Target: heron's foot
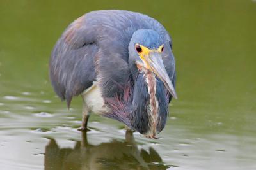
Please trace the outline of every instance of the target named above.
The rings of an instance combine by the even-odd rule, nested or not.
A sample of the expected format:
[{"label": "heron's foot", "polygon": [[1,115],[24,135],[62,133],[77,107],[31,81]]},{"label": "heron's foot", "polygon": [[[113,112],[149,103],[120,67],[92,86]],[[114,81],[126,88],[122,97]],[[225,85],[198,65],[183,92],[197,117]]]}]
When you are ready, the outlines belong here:
[{"label": "heron's foot", "polygon": [[158,138],[154,135],[145,135],[145,137],[151,139],[158,139]]},{"label": "heron's foot", "polygon": [[80,127],[79,128],[77,129],[77,131],[81,131],[81,132],[89,132],[91,131],[91,130],[88,128],[87,127]]}]

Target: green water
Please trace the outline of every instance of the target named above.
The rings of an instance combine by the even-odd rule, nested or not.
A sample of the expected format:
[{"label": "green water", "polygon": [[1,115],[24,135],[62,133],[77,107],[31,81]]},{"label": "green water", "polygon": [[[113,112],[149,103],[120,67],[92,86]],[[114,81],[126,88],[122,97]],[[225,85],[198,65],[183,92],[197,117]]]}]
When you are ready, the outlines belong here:
[{"label": "green water", "polygon": [[[0,2],[0,169],[256,169],[256,1]],[[149,139],[68,111],[48,79],[64,29],[95,10],[140,11],[170,32],[179,99]]]}]

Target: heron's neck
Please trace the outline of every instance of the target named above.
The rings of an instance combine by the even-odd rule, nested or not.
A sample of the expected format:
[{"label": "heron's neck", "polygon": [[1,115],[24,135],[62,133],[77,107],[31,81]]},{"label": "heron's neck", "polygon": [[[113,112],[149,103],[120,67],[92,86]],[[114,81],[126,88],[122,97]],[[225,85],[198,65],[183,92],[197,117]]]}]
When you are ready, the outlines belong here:
[{"label": "heron's neck", "polygon": [[[159,97],[163,95],[161,94],[163,90],[159,91],[157,87],[163,88],[163,86],[157,87],[159,84],[154,74],[146,69],[138,73],[134,80],[129,119],[132,127],[145,135],[155,136],[159,131],[157,125],[161,111]],[[164,97],[164,94],[163,97]]]}]

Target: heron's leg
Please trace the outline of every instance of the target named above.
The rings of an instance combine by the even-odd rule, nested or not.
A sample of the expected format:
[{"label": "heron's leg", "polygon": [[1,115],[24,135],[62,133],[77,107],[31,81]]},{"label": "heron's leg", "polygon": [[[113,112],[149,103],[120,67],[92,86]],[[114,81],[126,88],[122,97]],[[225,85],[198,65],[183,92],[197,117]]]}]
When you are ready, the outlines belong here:
[{"label": "heron's leg", "polygon": [[[83,97],[83,96],[82,96]],[[90,117],[90,110],[85,102],[84,99],[83,98],[83,109],[82,109],[82,126],[78,129],[79,131],[88,131],[87,123]]]}]

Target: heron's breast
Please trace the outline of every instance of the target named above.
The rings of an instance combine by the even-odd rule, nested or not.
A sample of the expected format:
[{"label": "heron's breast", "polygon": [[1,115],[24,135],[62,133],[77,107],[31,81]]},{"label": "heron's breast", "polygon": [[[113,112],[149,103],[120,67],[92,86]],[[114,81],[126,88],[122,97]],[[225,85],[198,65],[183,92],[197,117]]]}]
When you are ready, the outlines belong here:
[{"label": "heron's breast", "polygon": [[97,83],[94,82],[92,86],[85,90],[82,93],[82,97],[90,111],[102,114],[108,111],[108,108],[104,106],[104,99]]}]

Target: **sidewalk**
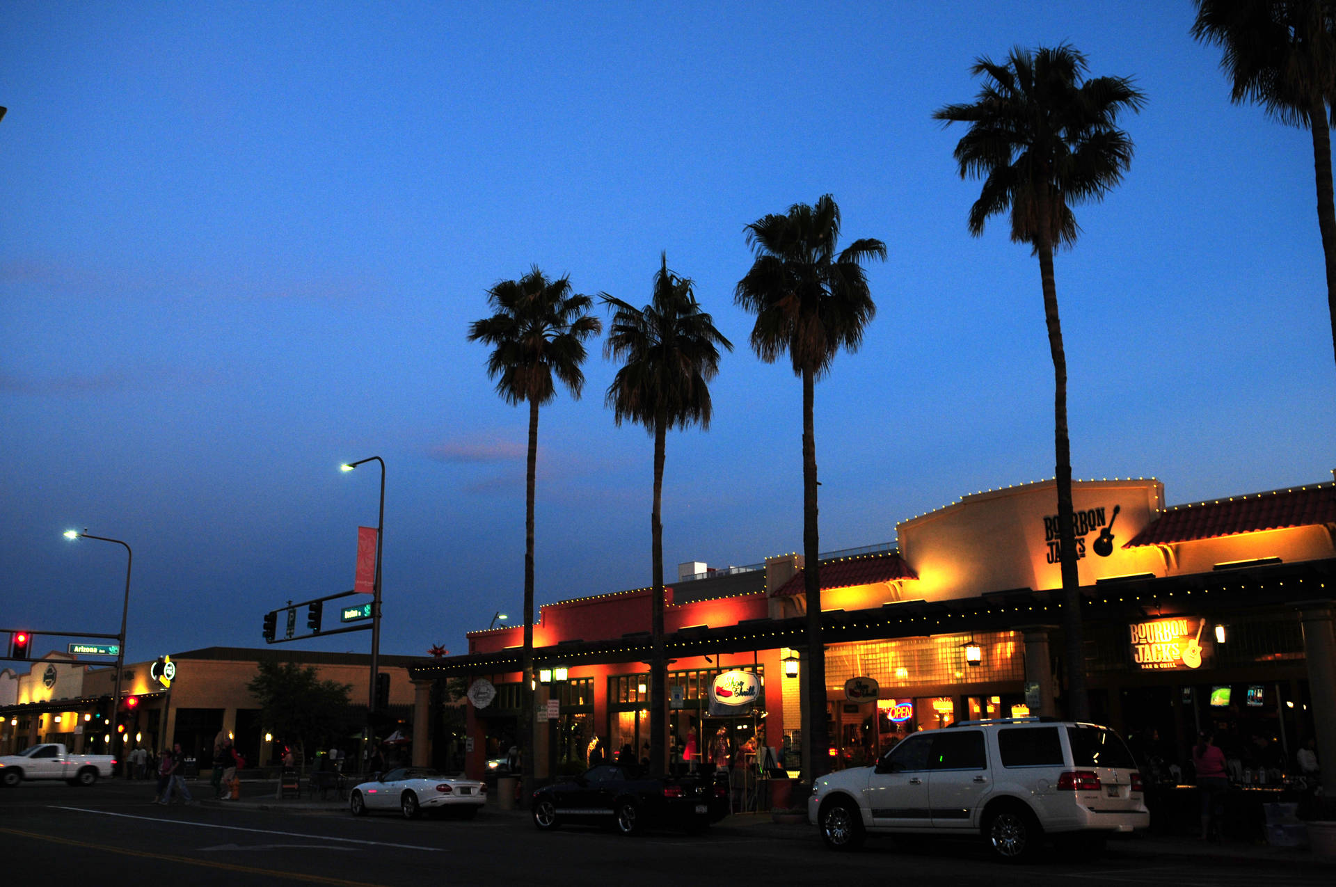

......

▶ Short exercise
Reproduce the material from the line containing "Target: heron's breast" through the end of the material, requests included and pictures omitted, multiplying every coordinate in the traced outlines by 0.95 and rounding to the nearest whole number, halves up. Leave the requests and their format samples unchanged.

▶ Final result
Target: heron's breast
Please trace the outline of every instance of the target named above.
The rings of an instance combine by the even-odd rule, nested or not.
A sample of the expected format:
[{"label": "heron's breast", "polygon": [[1,115],[24,135],[62,133],[77,107],[31,81]]},{"label": "heron's breast", "polygon": [[[113,112],[149,103],[120,67],[92,86]],[[114,81],[126,88],[122,97]],[[225,85],[198,65],[183,92],[197,117]]]}]
When you are ready, the outlines belong here:
[{"label": "heron's breast", "polygon": [[92,79],[89,78],[87,82],[81,86],[78,88],[78,92],[86,105],[97,108],[103,105],[103,103],[99,101],[99,94]]}]

Target: **sidewalk**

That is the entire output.